▶ INSTRUCTION
Copy the records below exactly as they are written.

### MATERIAL FOR THIS TASK ###

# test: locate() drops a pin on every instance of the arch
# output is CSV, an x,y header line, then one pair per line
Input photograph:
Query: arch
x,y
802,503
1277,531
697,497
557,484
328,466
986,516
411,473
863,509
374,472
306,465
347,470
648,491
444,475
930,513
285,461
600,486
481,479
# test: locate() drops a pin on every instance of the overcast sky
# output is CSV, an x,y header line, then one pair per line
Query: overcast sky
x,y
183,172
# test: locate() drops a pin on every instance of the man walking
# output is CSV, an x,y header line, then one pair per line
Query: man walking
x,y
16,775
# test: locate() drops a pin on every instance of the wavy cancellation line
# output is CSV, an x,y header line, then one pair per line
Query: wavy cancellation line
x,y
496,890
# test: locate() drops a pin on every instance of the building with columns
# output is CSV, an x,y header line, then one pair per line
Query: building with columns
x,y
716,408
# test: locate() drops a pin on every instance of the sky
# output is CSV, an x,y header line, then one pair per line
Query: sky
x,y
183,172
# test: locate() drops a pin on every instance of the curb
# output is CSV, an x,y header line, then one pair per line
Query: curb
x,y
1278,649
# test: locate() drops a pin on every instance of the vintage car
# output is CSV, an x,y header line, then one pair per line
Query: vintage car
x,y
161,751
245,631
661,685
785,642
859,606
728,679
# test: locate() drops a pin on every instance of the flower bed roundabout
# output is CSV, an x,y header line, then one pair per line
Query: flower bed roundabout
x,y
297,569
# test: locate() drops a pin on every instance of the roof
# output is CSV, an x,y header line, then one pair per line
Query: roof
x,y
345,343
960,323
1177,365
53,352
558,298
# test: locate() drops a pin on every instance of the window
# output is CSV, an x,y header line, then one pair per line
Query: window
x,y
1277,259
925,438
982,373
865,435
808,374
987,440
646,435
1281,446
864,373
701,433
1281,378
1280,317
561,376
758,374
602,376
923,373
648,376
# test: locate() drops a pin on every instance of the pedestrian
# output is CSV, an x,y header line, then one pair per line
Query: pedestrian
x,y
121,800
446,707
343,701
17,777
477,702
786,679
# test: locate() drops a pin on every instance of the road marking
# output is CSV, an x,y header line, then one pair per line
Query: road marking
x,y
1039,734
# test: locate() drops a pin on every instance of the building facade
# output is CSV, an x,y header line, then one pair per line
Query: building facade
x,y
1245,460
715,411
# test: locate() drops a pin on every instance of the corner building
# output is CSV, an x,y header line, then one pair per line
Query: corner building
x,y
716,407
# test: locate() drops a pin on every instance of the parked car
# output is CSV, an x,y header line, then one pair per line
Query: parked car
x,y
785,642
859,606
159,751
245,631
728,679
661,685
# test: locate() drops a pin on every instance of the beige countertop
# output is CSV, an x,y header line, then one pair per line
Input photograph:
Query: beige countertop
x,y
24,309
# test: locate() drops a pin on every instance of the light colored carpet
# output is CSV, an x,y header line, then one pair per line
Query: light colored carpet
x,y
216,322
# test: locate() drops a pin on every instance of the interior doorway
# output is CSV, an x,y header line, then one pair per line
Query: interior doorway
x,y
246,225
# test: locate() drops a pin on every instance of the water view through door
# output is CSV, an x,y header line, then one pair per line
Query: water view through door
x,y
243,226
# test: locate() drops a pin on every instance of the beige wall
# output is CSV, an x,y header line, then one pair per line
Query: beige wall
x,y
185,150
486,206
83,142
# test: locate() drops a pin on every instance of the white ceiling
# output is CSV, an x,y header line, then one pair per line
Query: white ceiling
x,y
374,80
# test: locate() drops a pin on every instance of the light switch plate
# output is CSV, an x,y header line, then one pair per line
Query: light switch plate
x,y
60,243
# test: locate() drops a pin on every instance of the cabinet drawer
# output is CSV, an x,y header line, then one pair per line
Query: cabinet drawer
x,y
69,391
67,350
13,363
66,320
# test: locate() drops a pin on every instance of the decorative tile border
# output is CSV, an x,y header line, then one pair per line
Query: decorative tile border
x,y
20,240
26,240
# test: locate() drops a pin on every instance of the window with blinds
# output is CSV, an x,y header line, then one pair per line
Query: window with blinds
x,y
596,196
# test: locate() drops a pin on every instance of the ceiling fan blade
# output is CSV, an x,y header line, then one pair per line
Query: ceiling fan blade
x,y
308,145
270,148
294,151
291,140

###

▶ CORRECT ANSWER
# test: locate() drops a pin on every instance of the arch
# output is CSV, an x,y header line, then one pair per line
Input photograph:
Query: arch
x,y
802,503
1277,531
697,497
557,484
328,466
986,516
411,473
863,509
374,472
306,465
347,470
648,491
444,475
930,513
285,461
600,486
481,479
# test: locate() drops a pin on every instance of the overcast sky
# output is CSV, an x,y header line, then one pair per line
Query: overcast sky
x,y
183,172
# test: locate() drops a pin on every instance of the man walking
# output is CSV, an x,y header line, then one pair per line
Query: man walking
x,y
16,775
# test: locate() drops a pin on every instance of the wavy cancellation line
# output is CSV, an x,y header line, then one pair per line
Query: wavy cancellation line
x,y
496,890
# test: locate() drops a pin on every instance of the building with columns
# output is CSV, an x,y header line, then one pair per line
Query: building with columns
x,y
716,408
# test: locate() drops a pin on every instance of the sky
# output is CSV, an x,y header line, then one pair per line
Query: sky
x,y
183,172
# test: locate() drops a pin on every instance of the curb
# output is CSV, an x,y header line, then one pair per line
Query: curb
x,y
1278,649
# test: locate() drops a pin on every instance of the vintage car
# output is CSV, an x,y header line, then one pair per line
Query: vintage car
x,y
161,751
245,631
661,685
785,642
859,606
728,679
# test: locate() drops a pin on every instance of the flower bed roundabout
# output is CSV, an x,y header line, then one pair per line
Query: flower bed roundabout
x,y
297,569
# test: locate() drops a pin on every instance of the roof
# output is CSV, an x,y header line, then one pair per line
Query: roof
x,y
345,343
960,323
1177,365
53,352
558,298
# test: locate() drops a pin on every instance of the window
# output is CSV, an x,y header line, then one pair per line
Query: window
x,y
1277,259
925,438
982,373
865,435
808,374
987,440
646,435
1281,446
864,373
701,433
1281,378
1280,317
561,376
758,374
602,376
923,373
648,376
# test: locate() drops a pin on every instance of the pedestrian
# output is CSV, an x,y header line, then one pair per line
Query: pedestrian
x,y
121,800
446,707
343,701
17,777
477,702
786,679
# test: locate() drops a pin on every instance of the road marking
# output is CSV, an x,y header line, then one pair per line
Query: road marking
x,y
1039,734
# test: locate() drops a pin on every instance of the building facade
# output is CSV, an x,y header line, then one pair per line
Query: building facade
x,y
1245,460
715,411
# test: locate() drops a pin on every instance of the corner building
# output is CSV, an x,y header line, then one pair per line
Query: corner building
x,y
716,407
# test: locate() drops a pin on every instance of the parked car
# output is CSV, an x,y header line, then one pair per line
Query: parked car
x,y
785,642
859,606
159,751
245,631
728,679
661,685
# test: locate() drops a pin on every instance of the beige countertop
# output is CSV, an x,y header line, then one pair per line
Input photograph:
Query: beige countertop
x,y
24,309
# test: locate() drops a pin on every instance of the light colored carpet
# output is CSV, an x,y header line, then one pair per line
Query: light colored carpet
x,y
216,322
# test: locate() drops a pin on every instance of the interior doorway
# output is CSV, an x,y header line, then one pair per line
Query: interior doorway
x,y
246,225
# test: locate() drops a pin on every instance of the water view through door
# output is CSV, an x,y header line, then one pair per line
Query: water view through door
x,y
243,226
# test: locate() drops a pin on every instance of the beige wall
# output is CSV, an x,y header line, then one pair per line
Query: beige wall
x,y
185,150
486,206
83,142
# test: locate() drops a pin on every instance of the white ceiling
# output is CSV, an x,y header line, then one pair per line
Query: white ceiling
x,y
374,80
# test: locate() drops a pin on every instance of the light switch plate
# output is CSV, an x,y header line, then one pair per line
Query: light switch plate
x,y
60,243
# test: locate() drops a pin on every instance of the cabinet drawer
# output is CSV, an x,y header line, then one pair per line
Query: cabinet drawer
x,y
69,391
67,350
13,363
66,320
# test: locate() drops a pin on every instance of the decorative tile border
# output is CSV, an x,y header line, then one pair per line
Query: decorative tile border
x,y
20,240
26,240
# test: locate() drops a pin on every instance of the window with blinds
# output is CSV, an x,y header line, then one pair per line
Query: window with blinds
x,y
596,196
# test: locate() drops a pin on every instance of the ceiling fan blade
# output is CSV, an x,y header line, then one pair per line
Query: ceiling fan blade
x,y
308,145
270,148
294,151
291,140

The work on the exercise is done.